• Description of the task: Copy the lines below word for word, starting at the line that has "below, one point per instance." and stopping after the line that has "Query: shirtless man". Leave out any picture.

-- Start of Information supplied --

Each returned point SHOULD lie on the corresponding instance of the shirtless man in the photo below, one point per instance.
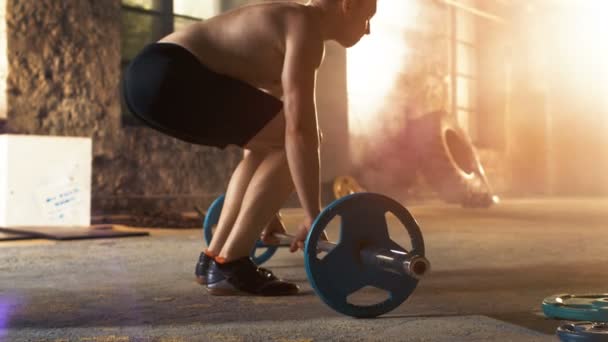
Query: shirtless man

-- End of Information supplied --
-- Start of Information supplied --

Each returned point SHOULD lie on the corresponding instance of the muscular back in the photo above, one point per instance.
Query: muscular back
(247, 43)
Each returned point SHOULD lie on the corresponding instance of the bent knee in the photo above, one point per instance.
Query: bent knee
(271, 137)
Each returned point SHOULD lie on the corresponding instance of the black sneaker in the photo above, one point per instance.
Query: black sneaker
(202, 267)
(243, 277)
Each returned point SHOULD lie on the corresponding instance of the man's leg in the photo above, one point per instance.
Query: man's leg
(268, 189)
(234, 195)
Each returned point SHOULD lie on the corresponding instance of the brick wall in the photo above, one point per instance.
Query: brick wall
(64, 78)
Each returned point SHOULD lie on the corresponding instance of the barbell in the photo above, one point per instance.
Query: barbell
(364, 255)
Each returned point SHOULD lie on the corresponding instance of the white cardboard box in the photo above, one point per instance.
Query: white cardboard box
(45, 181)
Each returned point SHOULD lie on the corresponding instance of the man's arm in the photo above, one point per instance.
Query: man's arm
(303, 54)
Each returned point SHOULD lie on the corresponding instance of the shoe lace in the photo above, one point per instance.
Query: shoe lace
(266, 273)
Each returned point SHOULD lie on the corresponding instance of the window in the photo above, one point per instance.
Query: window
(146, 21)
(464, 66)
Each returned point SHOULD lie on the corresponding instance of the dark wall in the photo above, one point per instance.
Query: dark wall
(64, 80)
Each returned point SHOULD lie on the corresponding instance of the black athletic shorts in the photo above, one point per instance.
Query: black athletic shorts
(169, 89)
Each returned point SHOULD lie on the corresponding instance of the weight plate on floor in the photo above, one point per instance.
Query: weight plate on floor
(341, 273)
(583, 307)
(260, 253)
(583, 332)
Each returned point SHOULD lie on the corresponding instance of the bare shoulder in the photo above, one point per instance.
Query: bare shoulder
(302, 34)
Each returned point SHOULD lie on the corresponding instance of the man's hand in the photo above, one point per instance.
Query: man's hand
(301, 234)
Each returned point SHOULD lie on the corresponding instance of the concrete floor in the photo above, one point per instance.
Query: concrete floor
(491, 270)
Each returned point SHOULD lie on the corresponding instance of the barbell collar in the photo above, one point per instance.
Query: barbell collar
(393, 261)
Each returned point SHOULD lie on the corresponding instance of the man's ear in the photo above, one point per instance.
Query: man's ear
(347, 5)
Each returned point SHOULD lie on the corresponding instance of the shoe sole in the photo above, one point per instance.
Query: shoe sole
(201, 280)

-- End of Information supplied --

• Response to the exercise:
Each returned point SHOULD lie on the corresponding instance of the shirtless man in the photo below, one point per instance.
Query: shirtless man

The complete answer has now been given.